* [WHAT THIS TASK INVOLVES] Collect every line in the entries below that contains the word "gray", and copy each of those lines in full. Only count matches with the same uppercase and lowercase letters.

* [SUPPLIED INFORMATION]
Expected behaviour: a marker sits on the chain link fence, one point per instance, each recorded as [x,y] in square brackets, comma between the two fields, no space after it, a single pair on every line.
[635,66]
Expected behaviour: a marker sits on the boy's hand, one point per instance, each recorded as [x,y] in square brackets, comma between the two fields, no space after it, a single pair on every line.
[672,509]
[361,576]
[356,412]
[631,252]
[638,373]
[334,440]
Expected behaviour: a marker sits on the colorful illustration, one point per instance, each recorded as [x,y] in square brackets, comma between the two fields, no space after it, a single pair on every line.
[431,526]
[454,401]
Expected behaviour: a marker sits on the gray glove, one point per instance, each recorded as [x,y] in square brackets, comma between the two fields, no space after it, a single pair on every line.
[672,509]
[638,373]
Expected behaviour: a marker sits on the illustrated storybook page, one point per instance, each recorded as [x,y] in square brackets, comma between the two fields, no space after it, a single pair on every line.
--
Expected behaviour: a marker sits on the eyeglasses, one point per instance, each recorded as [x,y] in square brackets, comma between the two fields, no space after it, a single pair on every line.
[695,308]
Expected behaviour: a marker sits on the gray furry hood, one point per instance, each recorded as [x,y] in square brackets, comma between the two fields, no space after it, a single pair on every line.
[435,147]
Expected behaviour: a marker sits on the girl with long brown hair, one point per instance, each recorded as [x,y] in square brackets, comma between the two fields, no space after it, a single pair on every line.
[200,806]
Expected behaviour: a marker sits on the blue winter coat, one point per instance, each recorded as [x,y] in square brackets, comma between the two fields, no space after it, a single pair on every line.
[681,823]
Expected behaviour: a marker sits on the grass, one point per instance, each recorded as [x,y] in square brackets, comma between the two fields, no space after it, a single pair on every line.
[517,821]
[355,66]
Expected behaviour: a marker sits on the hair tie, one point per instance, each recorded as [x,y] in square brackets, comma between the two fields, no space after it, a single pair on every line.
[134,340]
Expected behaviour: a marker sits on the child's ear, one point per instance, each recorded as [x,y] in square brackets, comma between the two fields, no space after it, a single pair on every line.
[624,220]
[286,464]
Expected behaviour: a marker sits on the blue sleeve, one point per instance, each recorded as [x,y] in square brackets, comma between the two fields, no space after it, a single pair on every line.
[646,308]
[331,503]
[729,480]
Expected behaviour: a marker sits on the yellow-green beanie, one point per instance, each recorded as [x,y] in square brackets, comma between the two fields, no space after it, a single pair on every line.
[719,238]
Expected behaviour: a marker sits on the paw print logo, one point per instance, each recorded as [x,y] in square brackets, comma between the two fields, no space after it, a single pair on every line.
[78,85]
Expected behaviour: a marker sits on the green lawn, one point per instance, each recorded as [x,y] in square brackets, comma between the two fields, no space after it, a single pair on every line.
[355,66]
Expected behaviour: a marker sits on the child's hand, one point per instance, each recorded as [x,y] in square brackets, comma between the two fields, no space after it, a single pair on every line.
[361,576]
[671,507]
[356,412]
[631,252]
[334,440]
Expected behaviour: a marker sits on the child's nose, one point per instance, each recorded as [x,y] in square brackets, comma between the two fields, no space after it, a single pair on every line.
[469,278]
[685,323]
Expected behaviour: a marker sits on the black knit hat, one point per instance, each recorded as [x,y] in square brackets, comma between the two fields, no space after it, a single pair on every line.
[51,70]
==
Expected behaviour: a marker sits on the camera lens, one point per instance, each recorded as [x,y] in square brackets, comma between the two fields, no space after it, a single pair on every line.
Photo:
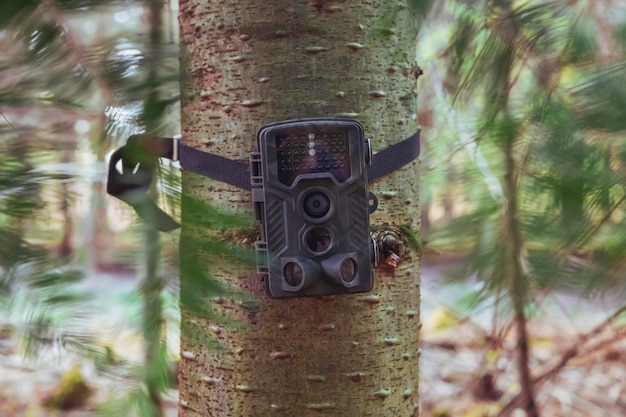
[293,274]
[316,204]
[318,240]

* [CORRECT RESULT]
Expected behaviour: a marker sits on the gray glove, one point per instance, each recorded as [x,y] in square brackets, comma between the two fields, no space after it, a single pair on every line.
Expected behaviour: a marker sits on the gray furry hood, one point per instance, each recorded as [x,y] in square brackets, comma between the two fields, no space after it, a single pair on every line.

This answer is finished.